▶ What to do: Using the history of the Simmons buildings, explain in one to three sentences why Simmons College looked for a permanent home.

▶ Excerpted passage:

====

The Buildings of Simmons
A look at the history of the Main College Building and Academic Campus
The Main College Building was built in 1904 at 300 The Fenway--two years after Simmons College first offered classes!
The Massachusetts Legislature granted the charter to incorporate Simmons Female College on May 24, 1899, and extensive studies were carried out to help plan the College's curriculum and courses of study. After much planning, Simmons College opened its doors on St. Botolph Street October 9, 1902 to its first class of 146 students.
Between 1902 and 1907 Simmons College leased several buildings in and around Boston's Back Bay neighborhood, including classrooms, dormitories, and office space on St. Botolph Street and Huntington Avenue. As the College continued to grow in its early years, a permanent home for Simmons was sought.

====

▶ Supplied entries:
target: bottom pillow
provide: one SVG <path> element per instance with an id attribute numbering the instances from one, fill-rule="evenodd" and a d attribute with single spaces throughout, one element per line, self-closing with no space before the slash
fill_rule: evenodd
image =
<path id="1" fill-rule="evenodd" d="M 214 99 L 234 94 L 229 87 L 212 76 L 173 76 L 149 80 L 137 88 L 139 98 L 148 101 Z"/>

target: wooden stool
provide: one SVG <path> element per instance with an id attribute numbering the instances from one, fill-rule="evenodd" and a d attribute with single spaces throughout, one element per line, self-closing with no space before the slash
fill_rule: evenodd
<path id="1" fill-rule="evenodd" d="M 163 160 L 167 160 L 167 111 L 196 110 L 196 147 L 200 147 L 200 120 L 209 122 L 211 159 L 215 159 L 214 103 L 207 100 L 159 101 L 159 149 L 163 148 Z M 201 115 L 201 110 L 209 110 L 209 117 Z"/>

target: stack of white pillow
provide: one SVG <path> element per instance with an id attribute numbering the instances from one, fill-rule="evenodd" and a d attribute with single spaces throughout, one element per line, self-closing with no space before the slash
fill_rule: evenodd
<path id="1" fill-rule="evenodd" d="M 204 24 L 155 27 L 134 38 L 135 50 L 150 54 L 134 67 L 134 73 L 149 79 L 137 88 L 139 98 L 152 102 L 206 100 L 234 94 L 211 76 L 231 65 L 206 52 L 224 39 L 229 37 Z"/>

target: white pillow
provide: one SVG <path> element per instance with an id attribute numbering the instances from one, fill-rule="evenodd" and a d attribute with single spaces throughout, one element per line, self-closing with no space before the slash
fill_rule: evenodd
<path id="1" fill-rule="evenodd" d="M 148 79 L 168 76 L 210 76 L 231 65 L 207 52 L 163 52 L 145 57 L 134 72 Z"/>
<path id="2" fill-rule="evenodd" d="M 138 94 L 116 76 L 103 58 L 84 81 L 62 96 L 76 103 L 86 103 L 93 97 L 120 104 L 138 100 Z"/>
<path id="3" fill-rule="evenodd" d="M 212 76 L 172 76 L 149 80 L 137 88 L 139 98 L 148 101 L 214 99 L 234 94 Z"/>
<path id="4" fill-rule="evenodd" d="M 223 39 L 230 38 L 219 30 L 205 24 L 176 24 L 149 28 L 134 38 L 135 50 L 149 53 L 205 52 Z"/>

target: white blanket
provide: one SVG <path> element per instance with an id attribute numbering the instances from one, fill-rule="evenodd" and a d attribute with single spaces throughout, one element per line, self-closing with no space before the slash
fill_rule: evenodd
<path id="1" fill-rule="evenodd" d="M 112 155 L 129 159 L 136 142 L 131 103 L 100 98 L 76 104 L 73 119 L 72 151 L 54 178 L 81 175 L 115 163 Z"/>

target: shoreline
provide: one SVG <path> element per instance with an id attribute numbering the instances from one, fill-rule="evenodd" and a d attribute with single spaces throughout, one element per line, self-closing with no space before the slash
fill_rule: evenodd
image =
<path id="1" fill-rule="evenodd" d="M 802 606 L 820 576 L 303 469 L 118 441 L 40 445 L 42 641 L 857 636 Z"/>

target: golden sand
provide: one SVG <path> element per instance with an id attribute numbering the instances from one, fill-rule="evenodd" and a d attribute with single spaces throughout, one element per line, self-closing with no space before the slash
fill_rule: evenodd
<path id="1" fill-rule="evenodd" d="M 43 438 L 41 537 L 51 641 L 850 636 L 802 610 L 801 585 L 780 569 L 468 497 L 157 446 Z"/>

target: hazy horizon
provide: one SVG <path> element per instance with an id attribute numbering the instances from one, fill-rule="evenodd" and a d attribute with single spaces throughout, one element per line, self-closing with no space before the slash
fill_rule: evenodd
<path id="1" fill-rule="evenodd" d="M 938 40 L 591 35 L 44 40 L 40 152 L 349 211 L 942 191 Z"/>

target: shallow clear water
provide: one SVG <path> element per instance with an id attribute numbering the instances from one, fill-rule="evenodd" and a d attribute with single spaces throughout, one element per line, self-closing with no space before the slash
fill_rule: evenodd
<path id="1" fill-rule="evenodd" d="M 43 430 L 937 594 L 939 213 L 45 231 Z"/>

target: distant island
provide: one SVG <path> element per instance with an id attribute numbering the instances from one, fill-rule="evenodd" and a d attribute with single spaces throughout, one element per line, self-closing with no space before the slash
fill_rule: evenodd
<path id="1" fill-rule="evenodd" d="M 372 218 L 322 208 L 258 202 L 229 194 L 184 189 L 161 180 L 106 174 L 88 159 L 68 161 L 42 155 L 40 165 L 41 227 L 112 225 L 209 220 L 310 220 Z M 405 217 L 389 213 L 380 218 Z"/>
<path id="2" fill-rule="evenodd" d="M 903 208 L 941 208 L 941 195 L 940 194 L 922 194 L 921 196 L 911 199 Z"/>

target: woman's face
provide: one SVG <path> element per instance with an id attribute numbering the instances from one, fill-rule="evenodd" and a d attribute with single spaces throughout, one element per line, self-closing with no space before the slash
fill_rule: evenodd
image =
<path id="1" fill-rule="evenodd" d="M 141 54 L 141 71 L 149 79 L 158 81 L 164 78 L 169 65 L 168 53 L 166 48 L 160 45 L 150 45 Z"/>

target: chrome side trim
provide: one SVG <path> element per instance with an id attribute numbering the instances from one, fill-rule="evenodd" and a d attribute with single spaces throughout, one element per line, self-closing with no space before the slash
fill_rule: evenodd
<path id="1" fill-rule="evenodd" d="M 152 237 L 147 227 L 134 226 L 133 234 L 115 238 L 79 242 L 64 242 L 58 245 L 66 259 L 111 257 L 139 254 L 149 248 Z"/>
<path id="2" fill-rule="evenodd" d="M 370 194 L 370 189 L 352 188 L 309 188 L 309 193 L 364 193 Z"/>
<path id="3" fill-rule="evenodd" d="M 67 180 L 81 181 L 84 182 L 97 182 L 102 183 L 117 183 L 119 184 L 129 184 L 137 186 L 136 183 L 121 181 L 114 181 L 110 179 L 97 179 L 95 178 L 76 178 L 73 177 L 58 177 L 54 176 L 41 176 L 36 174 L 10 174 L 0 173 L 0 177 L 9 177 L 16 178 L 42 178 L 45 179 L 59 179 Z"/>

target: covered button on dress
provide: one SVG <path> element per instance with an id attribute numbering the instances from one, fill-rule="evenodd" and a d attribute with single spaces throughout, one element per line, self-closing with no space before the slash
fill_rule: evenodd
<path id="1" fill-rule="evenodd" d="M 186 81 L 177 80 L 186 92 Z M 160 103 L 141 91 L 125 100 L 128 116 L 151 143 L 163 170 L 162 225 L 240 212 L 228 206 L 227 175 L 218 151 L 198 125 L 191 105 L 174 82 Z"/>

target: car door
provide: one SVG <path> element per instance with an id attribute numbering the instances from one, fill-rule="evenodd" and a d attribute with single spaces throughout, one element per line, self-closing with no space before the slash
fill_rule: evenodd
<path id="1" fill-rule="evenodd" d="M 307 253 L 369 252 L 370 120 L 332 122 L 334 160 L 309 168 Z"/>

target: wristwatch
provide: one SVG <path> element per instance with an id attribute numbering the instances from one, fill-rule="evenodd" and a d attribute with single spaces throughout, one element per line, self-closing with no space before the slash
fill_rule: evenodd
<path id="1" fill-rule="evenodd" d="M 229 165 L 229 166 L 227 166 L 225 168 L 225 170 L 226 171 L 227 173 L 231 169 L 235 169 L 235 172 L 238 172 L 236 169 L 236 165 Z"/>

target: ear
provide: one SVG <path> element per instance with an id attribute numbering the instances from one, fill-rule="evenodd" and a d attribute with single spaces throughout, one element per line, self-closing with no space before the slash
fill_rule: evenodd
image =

====

▶ Answer for the task: From 1902 to 1907, Simmons College leased several buildings in and around Boston's Back Bay, including space on St. Botolph Street and Huntington Avenue. As the College kept growing in those early years, it sought a permanent home.